───── Supplied text
Form 8-K

 

 

UNITED STATES

SECURITIES AND EXCHANGE COMMISSION

Washington, D.C. 20549

FORM 8-K

CURRENT REPORT

PURSUANT TO SECTION 13 OR 15(d) OF THE

SECURITIES EXCHANGE ACT OF 1934

Date of Report (Date of earliest event reported) August 12, 2008

BRE Properties, Inc.

(Exact name of registrant as specified in its charter)

 

Maryland   1-14306   94-1722214
(State or other jurisdiction
of incorporation)
  (Commission File
Number)
  (IRS Employer
Identification No.)

 

525 Market Street, 4th Floor, San Francisco, CA   94105-2712
(Address of principal executive offices)   (Zip Code)

Registrant’s telephone number, including area code (415) 445-6530

  

 

(Former name or former address if changed since last report)

Check the appropriate box below if the Form 8-K filing is intended to simultaneously satisfy the filing obligation of the registrant under any of the following provisions (see General Instruction A.2. below):

 

¨ Written communications pursuant to Rule 425 under the Securities Act (17 CFR 230.425)

 

¨ Soliciting material pursuant to Rule 14a-12 under the Exchange Act (17 CFR 240.14a-12)

 

¨ Pre-commencement communications pursuant to Rule 14d-2(b) under the Exchange Act (17 CFR 240.14d-2(b))

 

¨ Pre-commencement communications pursuant to Rule 13e-4(c) under the Exchange Act (17 CFR 240.13e-4(c))
──────────
Task requirements —
[a] From the BRE Properties Form 8-K cover page, reproduce word for word the passage that opens with the words containing "PURSUANT TO SECTION" and closes with "BRE Properties, Inc.".
[b] Answer these questions from the BRE Properties Form 8-K cover page:
(i) What date is given as the date of the earliest event reported?
(ii) In which state is the registrant incorporated?
(iii) What telephone number is listed for the registrant, including area code?
[c] Write the next part of the BRE Properties Form 8-K cover page, picking up after its final checkbox line.
The records that follow have no connection to the BRE Properties Form 8-K.
───── Listing
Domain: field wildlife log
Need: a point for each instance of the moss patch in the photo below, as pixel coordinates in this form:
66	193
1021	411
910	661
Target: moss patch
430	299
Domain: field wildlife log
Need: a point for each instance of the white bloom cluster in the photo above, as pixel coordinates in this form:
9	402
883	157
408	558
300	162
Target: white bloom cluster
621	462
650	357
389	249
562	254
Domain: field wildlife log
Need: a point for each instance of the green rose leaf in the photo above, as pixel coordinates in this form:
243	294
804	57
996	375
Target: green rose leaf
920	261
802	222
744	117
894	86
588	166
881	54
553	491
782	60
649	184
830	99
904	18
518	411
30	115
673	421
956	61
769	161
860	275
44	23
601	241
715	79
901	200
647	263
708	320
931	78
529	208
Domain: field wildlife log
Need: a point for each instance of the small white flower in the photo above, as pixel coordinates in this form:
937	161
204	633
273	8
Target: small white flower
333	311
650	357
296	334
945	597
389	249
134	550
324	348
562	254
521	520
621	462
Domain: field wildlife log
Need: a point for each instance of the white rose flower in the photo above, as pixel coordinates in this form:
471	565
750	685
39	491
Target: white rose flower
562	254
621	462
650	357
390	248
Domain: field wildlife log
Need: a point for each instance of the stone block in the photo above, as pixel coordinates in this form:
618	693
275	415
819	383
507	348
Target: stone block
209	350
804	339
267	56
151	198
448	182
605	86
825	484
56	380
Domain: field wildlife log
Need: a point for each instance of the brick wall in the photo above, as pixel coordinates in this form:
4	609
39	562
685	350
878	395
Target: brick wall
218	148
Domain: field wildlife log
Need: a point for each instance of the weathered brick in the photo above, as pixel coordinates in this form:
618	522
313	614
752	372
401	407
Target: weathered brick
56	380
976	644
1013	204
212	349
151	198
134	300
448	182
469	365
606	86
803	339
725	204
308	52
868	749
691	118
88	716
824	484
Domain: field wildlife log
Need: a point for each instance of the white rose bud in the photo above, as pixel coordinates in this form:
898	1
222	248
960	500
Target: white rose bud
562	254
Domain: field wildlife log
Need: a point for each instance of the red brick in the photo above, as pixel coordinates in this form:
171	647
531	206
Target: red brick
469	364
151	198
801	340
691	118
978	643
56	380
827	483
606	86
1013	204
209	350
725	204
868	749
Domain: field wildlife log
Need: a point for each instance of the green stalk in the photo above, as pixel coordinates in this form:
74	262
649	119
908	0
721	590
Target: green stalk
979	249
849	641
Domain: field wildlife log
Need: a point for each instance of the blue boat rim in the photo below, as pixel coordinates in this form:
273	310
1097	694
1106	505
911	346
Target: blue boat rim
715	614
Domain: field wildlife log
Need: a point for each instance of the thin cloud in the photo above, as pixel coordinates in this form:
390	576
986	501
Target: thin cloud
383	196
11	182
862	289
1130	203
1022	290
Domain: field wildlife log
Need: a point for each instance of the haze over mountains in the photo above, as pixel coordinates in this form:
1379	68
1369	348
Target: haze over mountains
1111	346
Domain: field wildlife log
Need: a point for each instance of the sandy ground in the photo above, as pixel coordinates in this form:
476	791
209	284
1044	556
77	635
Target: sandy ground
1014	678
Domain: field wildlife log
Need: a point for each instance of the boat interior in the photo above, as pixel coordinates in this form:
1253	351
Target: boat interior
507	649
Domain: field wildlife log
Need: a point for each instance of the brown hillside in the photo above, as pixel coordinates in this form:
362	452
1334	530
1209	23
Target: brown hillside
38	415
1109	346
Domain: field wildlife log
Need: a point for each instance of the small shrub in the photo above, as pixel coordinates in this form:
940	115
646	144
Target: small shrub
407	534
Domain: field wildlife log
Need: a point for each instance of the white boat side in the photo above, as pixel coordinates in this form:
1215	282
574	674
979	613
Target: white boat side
──────────
Response list —
[a]
PURSUANT TO SECTION 13 OR 15(d) OF THE

SECURITIES EXCHANGE ACT OF 1934

Date of Report (Date of earliest event reported) August 12, 2008

BRE Properties, Inc.

[b]
(i) August 12, 2008
(ii) Maryland
(iii) (415) 445-6530

[c]
Item 5.02. Departure of Directors or Certain Officers; Election of Directors; Appointment of Certain Officers; Compensatory Arrangements of Certain Officers

On August 12, 2008, we announced the appointment of Stephen C. Dominiak to executive vice president and chief investment officer, effective September 2, 2008. A copy of the press release is filed as Exhibit 99.1 to this Form 8-K.

Mr. Dominiak, 44, will be responsible for all investment-related activities, including strategic and tactical considerations; sourcing new development opportunities and stabilized property acquisitions; land entitlement; product development; and construction. In addition, he will oversee investment policies, asset allocation guidelines, underwriting, and compliance and risk procedures. He will manage a 57-member team of development, acquisition and construction professionals in Southern California, Northern California and Seattle.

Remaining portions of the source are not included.